THE PROBLEM:
Please copy out the listing from the line with "the stage sign" up to and including its last line, swapping "blue jeans" for "denim trousers" and keeping everything else unchanged.

SUPPLIED ENTRIES:
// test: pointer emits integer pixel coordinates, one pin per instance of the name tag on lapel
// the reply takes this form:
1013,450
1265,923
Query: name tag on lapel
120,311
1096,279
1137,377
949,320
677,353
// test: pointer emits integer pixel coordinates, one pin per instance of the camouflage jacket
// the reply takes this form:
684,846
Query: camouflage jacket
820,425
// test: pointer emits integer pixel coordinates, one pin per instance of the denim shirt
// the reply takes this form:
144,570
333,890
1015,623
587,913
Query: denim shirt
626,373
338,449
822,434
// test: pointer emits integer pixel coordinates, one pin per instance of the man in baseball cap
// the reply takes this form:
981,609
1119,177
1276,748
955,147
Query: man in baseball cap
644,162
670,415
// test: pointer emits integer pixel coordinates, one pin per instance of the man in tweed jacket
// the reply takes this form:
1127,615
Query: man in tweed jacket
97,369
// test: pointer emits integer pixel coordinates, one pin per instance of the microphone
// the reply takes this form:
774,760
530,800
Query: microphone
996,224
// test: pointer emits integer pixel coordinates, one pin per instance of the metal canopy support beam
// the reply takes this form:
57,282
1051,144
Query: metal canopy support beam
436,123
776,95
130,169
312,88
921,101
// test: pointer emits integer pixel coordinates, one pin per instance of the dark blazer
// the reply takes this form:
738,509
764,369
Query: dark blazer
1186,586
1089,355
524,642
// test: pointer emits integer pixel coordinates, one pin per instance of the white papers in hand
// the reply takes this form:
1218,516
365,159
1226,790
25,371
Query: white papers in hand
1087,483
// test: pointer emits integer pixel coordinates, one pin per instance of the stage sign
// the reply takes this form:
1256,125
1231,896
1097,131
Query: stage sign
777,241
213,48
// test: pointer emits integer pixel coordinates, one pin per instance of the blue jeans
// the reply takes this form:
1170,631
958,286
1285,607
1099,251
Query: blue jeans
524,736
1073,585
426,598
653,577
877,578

EXERCISE RESPONSE:
// test: pointer emits integer pixel coordinates, one pin per instance of the stage sign
// the reply takes this form:
1256,125
1231,896
1097,131
Query: stage sign
777,241
213,48
// test: pointer emits integer pixel coordinates, one pin per instance of the denim trousers
// the reply takes this form:
1170,631
958,286
1285,607
1099,251
Query: denim trousers
524,736
1073,585
426,598
653,577
877,578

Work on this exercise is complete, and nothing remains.